In the lines below, change "Practice" to "Exercise" everywhere it occurs and write out all the lines again, leaving everything else unchanged.
### TASK MATERIAL ###
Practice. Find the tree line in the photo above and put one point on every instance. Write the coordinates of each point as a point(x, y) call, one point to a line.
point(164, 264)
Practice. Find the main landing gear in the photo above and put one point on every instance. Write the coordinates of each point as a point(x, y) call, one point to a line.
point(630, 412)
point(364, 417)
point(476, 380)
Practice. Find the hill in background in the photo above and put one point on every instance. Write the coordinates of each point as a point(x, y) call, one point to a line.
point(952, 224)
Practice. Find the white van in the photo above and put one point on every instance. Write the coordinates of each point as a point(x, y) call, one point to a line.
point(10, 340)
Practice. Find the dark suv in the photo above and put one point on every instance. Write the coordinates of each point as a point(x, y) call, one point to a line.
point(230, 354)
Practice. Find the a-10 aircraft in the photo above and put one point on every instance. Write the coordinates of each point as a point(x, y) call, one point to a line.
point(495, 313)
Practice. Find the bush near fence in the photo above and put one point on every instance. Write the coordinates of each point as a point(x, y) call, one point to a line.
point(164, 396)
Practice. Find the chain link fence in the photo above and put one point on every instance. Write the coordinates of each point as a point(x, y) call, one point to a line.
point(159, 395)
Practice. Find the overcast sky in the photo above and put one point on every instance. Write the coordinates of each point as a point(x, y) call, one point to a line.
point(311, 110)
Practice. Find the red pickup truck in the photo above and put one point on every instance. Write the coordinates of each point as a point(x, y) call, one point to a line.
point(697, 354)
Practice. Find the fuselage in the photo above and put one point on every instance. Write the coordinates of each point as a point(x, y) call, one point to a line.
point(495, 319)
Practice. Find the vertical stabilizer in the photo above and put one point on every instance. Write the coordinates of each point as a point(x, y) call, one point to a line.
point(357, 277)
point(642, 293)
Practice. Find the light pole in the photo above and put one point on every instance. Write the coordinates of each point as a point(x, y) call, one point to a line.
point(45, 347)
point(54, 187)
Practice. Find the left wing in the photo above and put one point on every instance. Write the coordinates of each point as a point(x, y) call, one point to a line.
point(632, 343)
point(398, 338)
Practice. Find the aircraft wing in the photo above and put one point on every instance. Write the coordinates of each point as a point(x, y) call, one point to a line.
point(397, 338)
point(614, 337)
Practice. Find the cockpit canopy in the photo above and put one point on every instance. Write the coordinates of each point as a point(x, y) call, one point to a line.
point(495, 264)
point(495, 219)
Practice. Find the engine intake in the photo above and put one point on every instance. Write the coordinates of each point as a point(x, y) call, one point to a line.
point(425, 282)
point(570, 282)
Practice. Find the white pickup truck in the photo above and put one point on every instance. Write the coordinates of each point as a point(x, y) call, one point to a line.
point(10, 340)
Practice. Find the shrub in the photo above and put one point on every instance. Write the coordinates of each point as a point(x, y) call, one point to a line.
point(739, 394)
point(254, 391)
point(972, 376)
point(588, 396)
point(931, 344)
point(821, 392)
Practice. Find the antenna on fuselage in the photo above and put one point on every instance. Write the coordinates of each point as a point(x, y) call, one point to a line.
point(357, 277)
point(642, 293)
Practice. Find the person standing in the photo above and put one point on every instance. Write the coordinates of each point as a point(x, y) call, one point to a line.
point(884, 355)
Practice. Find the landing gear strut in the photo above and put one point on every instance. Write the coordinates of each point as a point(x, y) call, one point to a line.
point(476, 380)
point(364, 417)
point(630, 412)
###
### IN RESPONSE
Exercise. Find the tree line in the photo above and put one point on every instance. Write the coordinates of each point as a point(x, y) call, one point to a line.
point(164, 264)
Exercise. Find the main landing gear in the photo above and put one point on every instance. Write the coordinates of each point as a point(x, y) call, one point to a line.
point(630, 412)
point(364, 417)
point(476, 380)
Exercise. Find the hill in background in the photo above and put one point on every instance. Write the coordinates of each point as a point(x, y) call, one point to a line.
point(952, 224)
Exercise. Find the white van in the photo above and put one point on every instance. Write the coordinates of each point as a point(x, y) call, one point to a line.
point(10, 340)
Exercise. Find the dark suv in the photo above and put one point on every instance. Write the coordinates of each point as a point(x, y) call, one point to a line.
point(230, 354)
Exercise. Find the a-10 aircraft in the photo above and put one point on every instance. Write the coordinates of each point as a point(x, y) call, one point to a line.
point(495, 313)
Exercise. Find the bush near fence in the photo above and put one point on every instance. Write the coordinates of each point as a point(x, y) call, one point to a line.
point(164, 396)
Exercise. Find the chain link fence in the photo above and put one point on every instance. Write the coordinates of each point as a point(x, y) call, one point to a line.
point(159, 395)
Exercise. Find the overcast sky in the photo above and put one point on every instance. Write the coordinates of each point as a point(x, y) call, one point to a line.
point(311, 110)
Exercise. Find the red pickup truck in the photo above and put one point on every instance. Write the coordinates of each point as a point(x, y) call, one point to a line.
point(697, 354)
Exercise. Find the fuselage in the photo above and put one point on every instance. Write the coordinates of each point as a point(x, y) call, one point to a line.
point(495, 319)
Exercise. Find the vertical stabilizer in the photo above and put one point on every instance. Write the coordinates of each point as a point(x, y) call, one point to a line.
point(357, 277)
point(642, 293)
Exercise. Find the light pole in the photo above and put one point on every instance. Write the coordinates of each point as a point(x, y) call, one point to a line.
point(45, 347)
point(54, 187)
Exercise. Find the left wing in the photo above and put one point on every instance. Write the coordinates of each point as a point(x, y) call, one point to a line.
point(632, 343)
point(398, 338)
Exercise. Find the aircraft wing in the photo above and put one point on every instance. Write the coordinates of each point as a point(x, y) call, one point to a line.
point(397, 338)
point(614, 337)
Exercise. Find the cockpit canopy in the photo above and put one point on every instance. Write the coordinates of each point as a point(x, y) call, one point to a line.
point(495, 264)
point(495, 219)
Exercise. Find the engine intake in the photo above and put one point on every instance. Write the coordinates of each point as a point(x, y) call, one point to a line.
point(425, 282)
point(570, 282)
Exercise. Find the white pickup truck in the photo above and put one point on every instance. Write the coordinates of each point as a point(x, y) call, one point to a line.
point(10, 340)
Exercise. Find the shrub in the photo above and put one point on every instance. Write the coordinates of each point as a point(x, y) call, one point to a line.
point(739, 394)
point(254, 391)
point(972, 376)
point(588, 396)
point(931, 344)
point(821, 392)
Exercise. Find the antenna on fuselage in the photo above and put one point on every instance. Write the coordinates of each point as a point(x, y) call, one point to a line.
point(357, 277)
point(642, 293)
Exercise. Find the person standing in the photo above and put one point on every instance. Write the coordinates of each point as a point(x, y) call, one point to a line.
point(884, 355)
Exercise. Find the landing gear strut in the photo above and put one point on every instance. Write the coordinates of each point as a point(x, y) call, one point to a line.
point(476, 380)
point(364, 417)
point(630, 412)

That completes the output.